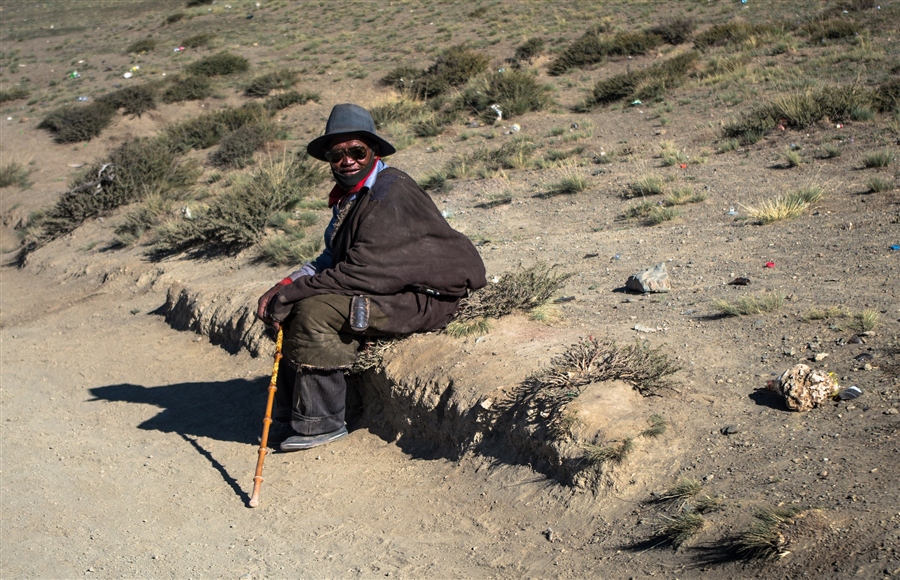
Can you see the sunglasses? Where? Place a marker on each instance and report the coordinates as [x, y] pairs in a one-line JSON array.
[[337, 155]]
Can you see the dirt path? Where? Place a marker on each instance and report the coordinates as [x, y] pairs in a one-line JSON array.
[[128, 450]]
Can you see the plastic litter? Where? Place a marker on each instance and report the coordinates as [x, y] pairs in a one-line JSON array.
[[850, 393]]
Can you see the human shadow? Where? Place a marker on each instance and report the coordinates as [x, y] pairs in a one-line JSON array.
[[225, 411], [766, 398]]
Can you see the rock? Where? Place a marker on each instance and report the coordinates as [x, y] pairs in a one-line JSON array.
[[655, 279], [803, 388]]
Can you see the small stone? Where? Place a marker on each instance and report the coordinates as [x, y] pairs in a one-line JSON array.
[[655, 279]]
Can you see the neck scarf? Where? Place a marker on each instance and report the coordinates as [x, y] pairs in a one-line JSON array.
[[347, 186]]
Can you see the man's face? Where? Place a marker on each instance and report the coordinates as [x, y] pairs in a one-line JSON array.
[[347, 154]]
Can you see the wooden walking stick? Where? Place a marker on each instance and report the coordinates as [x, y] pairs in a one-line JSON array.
[[267, 420]]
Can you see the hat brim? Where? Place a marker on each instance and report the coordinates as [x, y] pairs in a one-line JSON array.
[[317, 146]]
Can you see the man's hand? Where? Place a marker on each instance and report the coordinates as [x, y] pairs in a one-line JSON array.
[[263, 305]]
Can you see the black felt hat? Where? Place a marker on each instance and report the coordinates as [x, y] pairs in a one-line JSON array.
[[344, 120]]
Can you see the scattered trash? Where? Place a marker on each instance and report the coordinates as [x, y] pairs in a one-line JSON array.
[[655, 279], [803, 388], [849, 393]]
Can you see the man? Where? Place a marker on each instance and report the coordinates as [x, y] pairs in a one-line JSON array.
[[390, 256]]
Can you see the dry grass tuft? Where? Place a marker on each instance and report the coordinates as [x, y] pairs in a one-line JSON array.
[[746, 305]]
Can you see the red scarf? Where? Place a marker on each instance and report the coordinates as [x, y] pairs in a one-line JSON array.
[[338, 195]]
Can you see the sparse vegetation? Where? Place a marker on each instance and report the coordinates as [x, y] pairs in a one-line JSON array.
[[141, 46], [219, 64], [238, 218], [14, 174], [750, 304], [262, 85], [764, 540], [877, 159]]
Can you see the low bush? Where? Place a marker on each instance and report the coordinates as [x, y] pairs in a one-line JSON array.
[[74, 123], [731, 32], [651, 82], [219, 64], [133, 100], [208, 129], [190, 88], [677, 31], [262, 85], [198, 40], [237, 148], [13, 94], [145, 45], [133, 171], [238, 218], [453, 68], [14, 174], [285, 100], [513, 92]]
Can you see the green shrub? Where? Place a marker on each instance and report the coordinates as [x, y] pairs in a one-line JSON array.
[[238, 218], [401, 78], [14, 174], [453, 68], [13, 94], [514, 92], [262, 85], [529, 49], [886, 98], [208, 129], [401, 110], [677, 31], [145, 45], [832, 29], [237, 148], [191, 88], [133, 171], [74, 123], [175, 17], [650, 82], [219, 64], [881, 158], [732, 32], [198, 40], [285, 100], [133, 100]]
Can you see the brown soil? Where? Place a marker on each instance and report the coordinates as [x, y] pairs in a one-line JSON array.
[[128, 447]]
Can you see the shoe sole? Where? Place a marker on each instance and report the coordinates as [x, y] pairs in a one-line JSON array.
[[301, 442]]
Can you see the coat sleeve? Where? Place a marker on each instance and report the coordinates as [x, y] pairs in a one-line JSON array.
[[402, 243]]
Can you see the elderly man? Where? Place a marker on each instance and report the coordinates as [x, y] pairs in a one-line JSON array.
[[392, 266]]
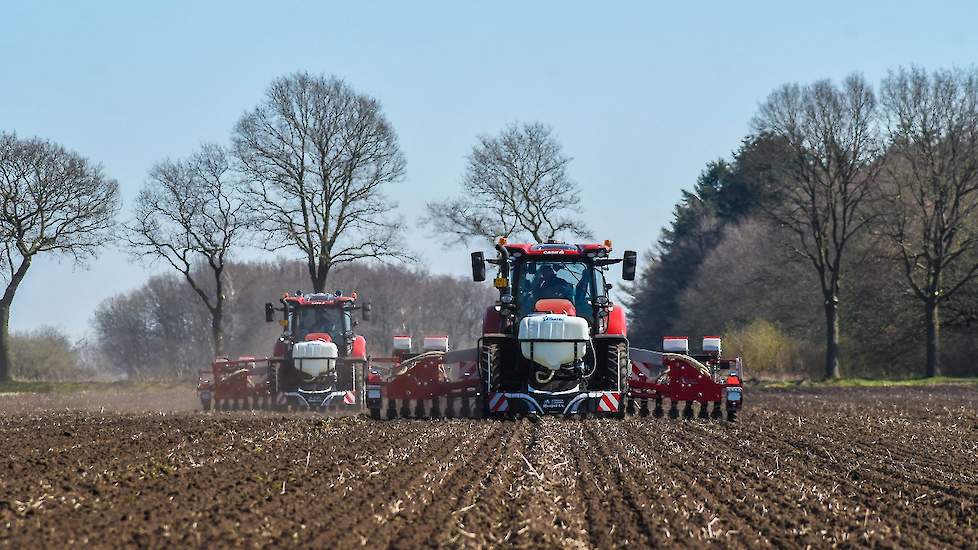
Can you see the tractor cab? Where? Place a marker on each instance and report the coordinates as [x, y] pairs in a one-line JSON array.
[[554, 278], [326, 317]]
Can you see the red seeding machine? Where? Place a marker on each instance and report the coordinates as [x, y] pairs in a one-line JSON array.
[[552, 344]]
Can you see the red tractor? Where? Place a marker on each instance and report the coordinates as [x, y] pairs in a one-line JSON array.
[[554, 343], [318, 361]]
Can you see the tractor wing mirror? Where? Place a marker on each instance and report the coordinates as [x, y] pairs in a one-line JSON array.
[[478, 266], [628, 264]]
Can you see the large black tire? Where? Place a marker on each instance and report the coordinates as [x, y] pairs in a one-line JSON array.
[[490, 373]]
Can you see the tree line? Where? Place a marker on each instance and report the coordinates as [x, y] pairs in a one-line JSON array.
[[850, 204], [847, 216], [305, 172]]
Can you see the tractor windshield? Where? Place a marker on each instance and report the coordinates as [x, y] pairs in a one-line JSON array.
[[538, 280], [309, 319]]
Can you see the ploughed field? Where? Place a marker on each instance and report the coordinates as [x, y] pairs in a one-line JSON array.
[[891, 467]]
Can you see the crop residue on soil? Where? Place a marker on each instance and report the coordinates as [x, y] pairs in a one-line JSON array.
[[892, 467]]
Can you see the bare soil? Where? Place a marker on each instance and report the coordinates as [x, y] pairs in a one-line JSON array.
[[890, 467]]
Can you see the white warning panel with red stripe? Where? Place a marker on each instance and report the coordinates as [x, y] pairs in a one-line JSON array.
[[498, 402], [643, 370], [609, 401]]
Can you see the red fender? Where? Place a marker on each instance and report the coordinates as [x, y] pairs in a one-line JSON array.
[[492, 322], [359, 348], [617, 323]]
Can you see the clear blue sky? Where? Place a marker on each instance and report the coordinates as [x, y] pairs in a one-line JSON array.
[[642, 96]]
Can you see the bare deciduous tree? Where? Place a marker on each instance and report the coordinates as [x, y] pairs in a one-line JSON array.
[[932, 184], [516, 185], [51, 201], [318, 155], [831, 136], [190, 215]]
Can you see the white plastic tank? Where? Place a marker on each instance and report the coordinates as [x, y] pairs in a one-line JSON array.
[[675, 344], [711, 344], [314, 358], [435, 343], [549, 326], [402, 343]]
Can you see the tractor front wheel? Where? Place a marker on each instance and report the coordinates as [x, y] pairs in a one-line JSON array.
[[490, 372], [619, 369]]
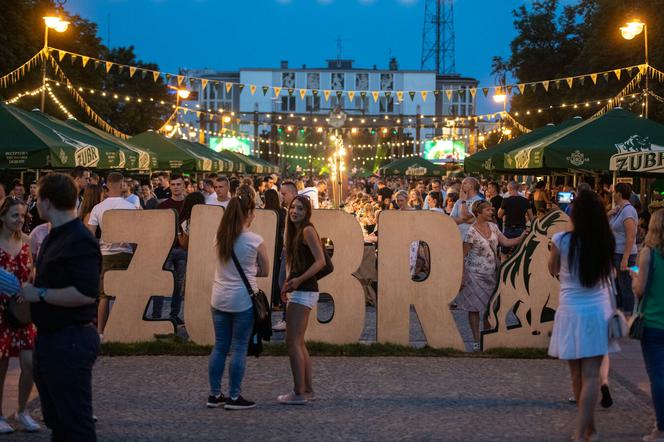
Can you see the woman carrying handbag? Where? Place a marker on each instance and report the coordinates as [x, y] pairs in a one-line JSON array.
[[648, 286], [232, 309]]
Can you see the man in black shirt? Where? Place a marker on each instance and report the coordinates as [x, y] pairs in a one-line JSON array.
[[64, 298]]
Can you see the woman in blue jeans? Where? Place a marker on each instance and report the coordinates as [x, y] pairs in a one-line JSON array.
[[232, 312], [648, 285]]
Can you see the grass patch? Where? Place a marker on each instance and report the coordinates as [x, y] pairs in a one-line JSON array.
[[174, 346]]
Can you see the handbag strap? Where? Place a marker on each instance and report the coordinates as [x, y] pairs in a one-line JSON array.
[[242, 274]]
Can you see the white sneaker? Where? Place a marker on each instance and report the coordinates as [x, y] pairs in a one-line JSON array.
[[29, 424], [5, 428]]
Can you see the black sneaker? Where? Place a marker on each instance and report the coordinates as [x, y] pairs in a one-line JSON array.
[[216, 401], [606, 401], [239, 404]]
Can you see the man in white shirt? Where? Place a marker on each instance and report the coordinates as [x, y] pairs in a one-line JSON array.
[[221, 197], [114, 256]]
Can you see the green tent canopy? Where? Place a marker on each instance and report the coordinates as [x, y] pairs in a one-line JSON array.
[[616, 141], [145, 159], [171, 155], [493, 159], [412, 166], [33, 140]]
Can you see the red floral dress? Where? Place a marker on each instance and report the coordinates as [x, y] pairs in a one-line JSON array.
[[12, 341]]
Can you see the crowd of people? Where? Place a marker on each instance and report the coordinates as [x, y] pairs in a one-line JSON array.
[[610, 234]]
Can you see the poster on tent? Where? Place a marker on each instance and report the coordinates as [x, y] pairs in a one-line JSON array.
[[233, 144]]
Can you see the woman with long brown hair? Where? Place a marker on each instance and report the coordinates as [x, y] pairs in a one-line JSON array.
[[232, 310], [15, 340], [304, 259]]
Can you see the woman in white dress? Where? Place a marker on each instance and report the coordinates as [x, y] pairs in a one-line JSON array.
[[583, 259]]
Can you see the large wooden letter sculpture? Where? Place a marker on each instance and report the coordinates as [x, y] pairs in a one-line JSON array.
[[154, 232], [526, 289], [202, 264], [397, 291], [348, 320]]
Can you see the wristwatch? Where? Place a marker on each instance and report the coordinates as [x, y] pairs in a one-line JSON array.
[[42, 293]]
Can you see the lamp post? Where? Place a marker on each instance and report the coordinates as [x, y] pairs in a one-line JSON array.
[[59, 25], [631, 29]]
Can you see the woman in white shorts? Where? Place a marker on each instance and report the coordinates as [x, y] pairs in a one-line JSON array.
[[304, 259]]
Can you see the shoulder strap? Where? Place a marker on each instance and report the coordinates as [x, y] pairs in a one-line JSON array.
[[241, 272]]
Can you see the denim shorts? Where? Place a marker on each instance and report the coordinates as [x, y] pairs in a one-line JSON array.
[[307, 299]]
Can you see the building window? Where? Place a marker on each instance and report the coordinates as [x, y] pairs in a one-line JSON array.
[[288, 104], [386, 105], [313, 103]]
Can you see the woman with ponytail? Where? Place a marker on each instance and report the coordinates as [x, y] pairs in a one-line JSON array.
[[232, 310], [583, 259]]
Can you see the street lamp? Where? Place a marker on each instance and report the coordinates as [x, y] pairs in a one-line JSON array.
[[58, 25], [631, 29]]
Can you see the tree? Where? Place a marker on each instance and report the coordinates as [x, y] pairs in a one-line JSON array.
[[21, 36]]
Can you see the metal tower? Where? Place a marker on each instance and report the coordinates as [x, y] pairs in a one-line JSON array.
[[438, 36]]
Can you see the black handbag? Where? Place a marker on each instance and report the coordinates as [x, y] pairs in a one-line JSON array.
[[261, 309]]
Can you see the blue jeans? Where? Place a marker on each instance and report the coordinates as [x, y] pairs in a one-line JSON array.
[[232, 332], [625, 299], [652, 346]]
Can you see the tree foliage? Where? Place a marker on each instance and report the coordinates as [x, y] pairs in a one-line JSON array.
[[556, 42], [22, 35]]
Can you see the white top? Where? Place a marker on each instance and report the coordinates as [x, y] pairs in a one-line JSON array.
[[312, 194], [571, 289], [96, 219], [213, 201], [228, 291], [134, 199]]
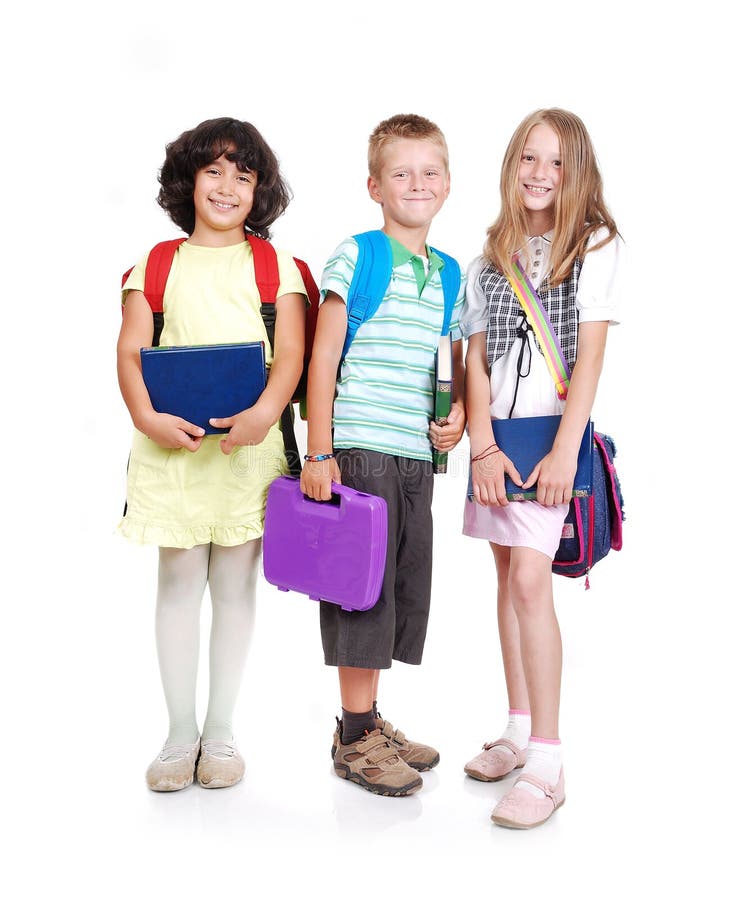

· · ·

- [Your task]:
Rescale the material from the line containing "Can you see the man's face?" to the line containing "[[263, 305]]", both included: reproduce every line, changing only the coordinates in the answers, which you multiply by 2.15 and round to the nearest whole number, with halves rounded up. Leave all other text unchanged and return only those lines.

- [Output]:
Can you see the man's face? Where? Place a marker on each instance and report the coordinates as [x, y] pairs in a one-line JSON array.
[[746, 331]]
Can you see the wooden walking stick? Where? Place a marker on each instance and report the coordinates as [x, y] pairs in a one-line JSON array.
[[574, 903]]
Can you see the hat brim? Where? Place a marker on each instance and report the coordinates as [x, y] pairs in a one-line JSON array.
[[682, 314]]
Can you see the man's hand? Where? Place a marker on each instance and report the coordinates as [x, y] pairs in a one-line JSON array.
[[565, 656]]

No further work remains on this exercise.